Work instructions:
Could you rewrite the data from the line containing "Please locate the blue sky" through the last line, keeping the requests, and shift every coordinate in the answers up by 112?
───── Record set ─────
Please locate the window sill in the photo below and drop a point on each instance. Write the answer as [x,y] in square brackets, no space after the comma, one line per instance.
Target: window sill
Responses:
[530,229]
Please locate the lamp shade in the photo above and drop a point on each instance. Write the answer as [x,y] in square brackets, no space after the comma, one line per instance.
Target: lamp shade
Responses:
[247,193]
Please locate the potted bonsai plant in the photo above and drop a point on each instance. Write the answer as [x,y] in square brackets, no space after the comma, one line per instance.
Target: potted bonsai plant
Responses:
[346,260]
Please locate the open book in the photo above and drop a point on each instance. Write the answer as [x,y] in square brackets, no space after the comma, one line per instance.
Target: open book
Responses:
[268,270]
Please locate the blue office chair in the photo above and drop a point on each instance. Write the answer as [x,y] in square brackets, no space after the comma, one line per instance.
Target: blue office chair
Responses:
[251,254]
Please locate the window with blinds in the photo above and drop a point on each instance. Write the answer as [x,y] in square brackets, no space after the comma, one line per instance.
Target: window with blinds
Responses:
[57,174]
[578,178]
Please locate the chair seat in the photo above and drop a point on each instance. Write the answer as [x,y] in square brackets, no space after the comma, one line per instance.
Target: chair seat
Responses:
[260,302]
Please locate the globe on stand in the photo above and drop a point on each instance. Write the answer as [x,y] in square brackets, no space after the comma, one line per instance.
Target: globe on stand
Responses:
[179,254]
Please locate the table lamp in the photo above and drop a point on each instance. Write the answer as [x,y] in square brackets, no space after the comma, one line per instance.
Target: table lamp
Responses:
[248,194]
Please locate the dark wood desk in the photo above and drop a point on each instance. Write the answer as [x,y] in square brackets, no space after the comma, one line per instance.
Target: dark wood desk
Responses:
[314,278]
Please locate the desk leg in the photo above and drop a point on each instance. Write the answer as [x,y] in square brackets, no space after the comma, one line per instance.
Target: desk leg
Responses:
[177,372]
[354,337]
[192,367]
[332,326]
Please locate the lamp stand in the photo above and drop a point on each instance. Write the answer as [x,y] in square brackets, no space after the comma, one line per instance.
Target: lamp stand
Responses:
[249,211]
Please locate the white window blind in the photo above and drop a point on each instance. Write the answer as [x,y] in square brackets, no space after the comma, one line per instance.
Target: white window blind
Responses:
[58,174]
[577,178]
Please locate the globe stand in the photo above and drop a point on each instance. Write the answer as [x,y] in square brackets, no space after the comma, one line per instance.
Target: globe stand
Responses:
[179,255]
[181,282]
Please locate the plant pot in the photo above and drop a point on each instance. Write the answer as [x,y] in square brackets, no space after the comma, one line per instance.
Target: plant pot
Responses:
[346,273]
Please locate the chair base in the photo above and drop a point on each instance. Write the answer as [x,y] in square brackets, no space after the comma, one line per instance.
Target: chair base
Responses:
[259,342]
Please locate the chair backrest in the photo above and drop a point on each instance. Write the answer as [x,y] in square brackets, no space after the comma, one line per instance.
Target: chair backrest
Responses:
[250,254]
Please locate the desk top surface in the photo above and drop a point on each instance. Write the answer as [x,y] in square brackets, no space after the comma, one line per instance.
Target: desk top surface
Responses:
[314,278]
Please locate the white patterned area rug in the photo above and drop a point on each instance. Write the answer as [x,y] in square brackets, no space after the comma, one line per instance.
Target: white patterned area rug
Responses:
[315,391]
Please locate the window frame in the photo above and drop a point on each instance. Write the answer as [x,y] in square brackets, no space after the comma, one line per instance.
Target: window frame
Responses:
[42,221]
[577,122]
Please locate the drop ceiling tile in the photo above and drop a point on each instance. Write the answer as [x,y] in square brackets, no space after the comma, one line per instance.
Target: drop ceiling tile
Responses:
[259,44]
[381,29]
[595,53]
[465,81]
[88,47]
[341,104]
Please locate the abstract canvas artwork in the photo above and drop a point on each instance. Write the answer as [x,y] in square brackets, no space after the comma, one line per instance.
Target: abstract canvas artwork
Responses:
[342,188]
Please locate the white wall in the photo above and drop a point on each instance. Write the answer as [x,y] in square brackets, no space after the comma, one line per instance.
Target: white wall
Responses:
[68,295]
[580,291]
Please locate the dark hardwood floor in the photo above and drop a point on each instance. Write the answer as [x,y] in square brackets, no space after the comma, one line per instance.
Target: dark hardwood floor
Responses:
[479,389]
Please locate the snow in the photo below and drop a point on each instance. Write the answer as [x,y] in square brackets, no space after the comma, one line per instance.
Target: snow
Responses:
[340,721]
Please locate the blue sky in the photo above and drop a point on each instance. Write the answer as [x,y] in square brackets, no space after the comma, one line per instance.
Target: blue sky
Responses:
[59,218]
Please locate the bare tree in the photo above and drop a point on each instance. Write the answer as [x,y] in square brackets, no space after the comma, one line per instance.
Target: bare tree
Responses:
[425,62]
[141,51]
─────
The completed task:
Please locate the blue sky in the photo above and drop a point on each instance. Write the answer as [x,y] in square brackets, no space after the comma, one line per instance.
Target: blue sky
Responses:
[171,330]
Please locate the bare tree in the photo above and drop a point on each instance. Write the answer as [x,y] in square brackets, no space after the comma, one line per instance.
Target: bare tree
Responses:
[537,174]
[253,163]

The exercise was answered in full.